─── TEXT PASSAGE

To address the child’s opposition, more work may be needed. The first step is usually reducing the number of demands the parent gives the child each day but following through on each command by physically moving the child to do the task after only "one request." If parents are interfering with each other’s management of the child’s behavior, this should be corrected as well because the toileting dysfunction may be a reaction to tension in this dynamic.
Given that boys, in particular, may have the penis anxiety described above, I always reassure them with my "Penis Talk" that "boys are made with a penis and girls with a vagina. When you get big like daddy, you will have a big penis, too. Your penis cannot fall off, and no one can ever take it away."

──────
─── PROVIDED RECORDS

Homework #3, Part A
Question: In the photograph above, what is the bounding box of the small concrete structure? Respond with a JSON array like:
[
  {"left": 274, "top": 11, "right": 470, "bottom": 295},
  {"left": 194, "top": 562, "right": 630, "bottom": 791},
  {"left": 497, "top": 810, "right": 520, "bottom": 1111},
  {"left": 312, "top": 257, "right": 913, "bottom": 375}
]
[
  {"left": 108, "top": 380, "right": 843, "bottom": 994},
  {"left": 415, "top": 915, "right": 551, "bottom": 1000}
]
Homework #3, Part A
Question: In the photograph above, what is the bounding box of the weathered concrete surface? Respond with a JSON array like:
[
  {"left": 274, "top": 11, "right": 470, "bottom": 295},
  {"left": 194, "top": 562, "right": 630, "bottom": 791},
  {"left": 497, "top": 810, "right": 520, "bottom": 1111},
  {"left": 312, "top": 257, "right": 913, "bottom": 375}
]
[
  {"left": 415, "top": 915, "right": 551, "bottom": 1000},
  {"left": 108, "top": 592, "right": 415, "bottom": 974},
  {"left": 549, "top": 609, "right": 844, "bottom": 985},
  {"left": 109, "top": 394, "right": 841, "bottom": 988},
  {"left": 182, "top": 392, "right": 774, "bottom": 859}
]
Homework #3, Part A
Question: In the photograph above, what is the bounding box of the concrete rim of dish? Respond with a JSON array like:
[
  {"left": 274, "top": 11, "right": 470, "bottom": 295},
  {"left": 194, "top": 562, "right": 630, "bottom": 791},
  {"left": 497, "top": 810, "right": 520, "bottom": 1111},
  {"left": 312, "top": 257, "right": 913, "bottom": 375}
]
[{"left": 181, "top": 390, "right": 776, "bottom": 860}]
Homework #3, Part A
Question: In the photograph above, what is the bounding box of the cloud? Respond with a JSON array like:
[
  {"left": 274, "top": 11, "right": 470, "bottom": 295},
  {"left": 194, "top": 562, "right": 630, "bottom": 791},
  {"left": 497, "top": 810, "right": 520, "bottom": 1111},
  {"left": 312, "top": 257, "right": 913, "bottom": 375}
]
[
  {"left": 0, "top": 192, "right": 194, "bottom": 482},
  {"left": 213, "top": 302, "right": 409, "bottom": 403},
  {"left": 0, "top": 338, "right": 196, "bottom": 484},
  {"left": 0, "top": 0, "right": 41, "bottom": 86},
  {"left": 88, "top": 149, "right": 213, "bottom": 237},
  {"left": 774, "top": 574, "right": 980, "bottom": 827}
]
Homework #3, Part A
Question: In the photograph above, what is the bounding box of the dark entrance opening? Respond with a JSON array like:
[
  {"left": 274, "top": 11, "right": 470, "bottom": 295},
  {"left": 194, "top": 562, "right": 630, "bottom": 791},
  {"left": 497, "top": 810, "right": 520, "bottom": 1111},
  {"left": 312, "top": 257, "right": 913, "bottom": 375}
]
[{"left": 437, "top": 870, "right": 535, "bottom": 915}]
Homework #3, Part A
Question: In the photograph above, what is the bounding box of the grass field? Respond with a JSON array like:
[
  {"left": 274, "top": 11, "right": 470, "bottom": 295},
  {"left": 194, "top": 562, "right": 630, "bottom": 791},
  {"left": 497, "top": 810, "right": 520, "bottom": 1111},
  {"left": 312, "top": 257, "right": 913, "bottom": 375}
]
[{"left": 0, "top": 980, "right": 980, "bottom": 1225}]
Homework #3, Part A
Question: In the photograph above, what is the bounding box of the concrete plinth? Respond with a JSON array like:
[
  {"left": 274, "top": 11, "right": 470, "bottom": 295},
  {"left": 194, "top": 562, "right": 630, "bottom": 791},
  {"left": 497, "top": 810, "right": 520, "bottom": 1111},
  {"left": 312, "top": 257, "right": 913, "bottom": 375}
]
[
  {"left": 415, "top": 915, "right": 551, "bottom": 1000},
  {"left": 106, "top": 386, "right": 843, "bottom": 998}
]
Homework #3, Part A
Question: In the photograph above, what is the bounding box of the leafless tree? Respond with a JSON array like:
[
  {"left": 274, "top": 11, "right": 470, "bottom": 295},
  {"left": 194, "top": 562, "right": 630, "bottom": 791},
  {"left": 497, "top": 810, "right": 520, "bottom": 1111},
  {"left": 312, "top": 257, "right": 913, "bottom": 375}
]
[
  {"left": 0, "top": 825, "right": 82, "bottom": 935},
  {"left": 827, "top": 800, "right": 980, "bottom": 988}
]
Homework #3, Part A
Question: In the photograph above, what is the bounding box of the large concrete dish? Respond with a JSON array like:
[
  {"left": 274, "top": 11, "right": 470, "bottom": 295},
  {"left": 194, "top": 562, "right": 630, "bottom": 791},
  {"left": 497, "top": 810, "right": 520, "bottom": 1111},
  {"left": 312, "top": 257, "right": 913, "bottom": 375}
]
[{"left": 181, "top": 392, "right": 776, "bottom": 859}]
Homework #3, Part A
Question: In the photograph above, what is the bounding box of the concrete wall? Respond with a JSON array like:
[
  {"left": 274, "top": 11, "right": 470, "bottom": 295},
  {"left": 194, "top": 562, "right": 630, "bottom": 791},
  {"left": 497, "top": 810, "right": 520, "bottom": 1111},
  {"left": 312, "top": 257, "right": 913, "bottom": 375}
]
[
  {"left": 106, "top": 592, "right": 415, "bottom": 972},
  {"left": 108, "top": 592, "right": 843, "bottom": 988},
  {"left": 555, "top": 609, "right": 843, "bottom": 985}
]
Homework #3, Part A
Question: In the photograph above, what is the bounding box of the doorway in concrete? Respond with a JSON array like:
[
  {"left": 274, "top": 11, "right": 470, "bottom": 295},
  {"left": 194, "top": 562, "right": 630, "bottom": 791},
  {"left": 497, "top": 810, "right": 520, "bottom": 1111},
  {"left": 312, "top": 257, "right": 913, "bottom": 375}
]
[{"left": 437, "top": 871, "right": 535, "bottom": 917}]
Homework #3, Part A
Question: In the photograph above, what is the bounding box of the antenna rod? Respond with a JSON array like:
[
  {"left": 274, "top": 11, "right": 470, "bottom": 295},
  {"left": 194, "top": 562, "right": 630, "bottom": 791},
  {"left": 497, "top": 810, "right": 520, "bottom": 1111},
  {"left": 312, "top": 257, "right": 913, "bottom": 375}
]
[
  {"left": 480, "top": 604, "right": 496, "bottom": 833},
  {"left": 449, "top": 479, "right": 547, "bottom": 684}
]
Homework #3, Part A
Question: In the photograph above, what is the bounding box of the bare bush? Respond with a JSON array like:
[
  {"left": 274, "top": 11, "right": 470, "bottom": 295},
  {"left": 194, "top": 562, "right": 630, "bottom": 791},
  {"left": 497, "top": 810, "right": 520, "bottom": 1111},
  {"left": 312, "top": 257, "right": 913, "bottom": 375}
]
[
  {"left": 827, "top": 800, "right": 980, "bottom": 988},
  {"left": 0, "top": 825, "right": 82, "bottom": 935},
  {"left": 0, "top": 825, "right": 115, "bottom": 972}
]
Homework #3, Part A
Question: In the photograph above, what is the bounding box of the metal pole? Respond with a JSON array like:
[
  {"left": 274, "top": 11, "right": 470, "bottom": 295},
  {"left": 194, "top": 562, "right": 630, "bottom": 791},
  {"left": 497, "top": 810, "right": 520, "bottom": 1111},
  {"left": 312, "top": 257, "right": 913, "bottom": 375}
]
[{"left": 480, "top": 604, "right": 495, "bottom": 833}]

──────

* _ACTION ITEM_:
Please decide whether each statement agrees with the passage on toileting problems, answering yes or no and quoting the deciding words. (a) The usual first step is to increase the number of demands a parent gives the child each day. (b) If parents interfere with each other's management of the child's behavior, that should be corrected. (c) The reassurance given to boys tells them their penis cannot fall off. The rows aren't needed for this work.

* _ANSWER AREA_:
(a) No: "reducing the number of demands the parent gives the child each day"
(b) Yes: "this should be corrected as well"
(c) Yes: "Your penis cannot fall off, and no one can ever take it away."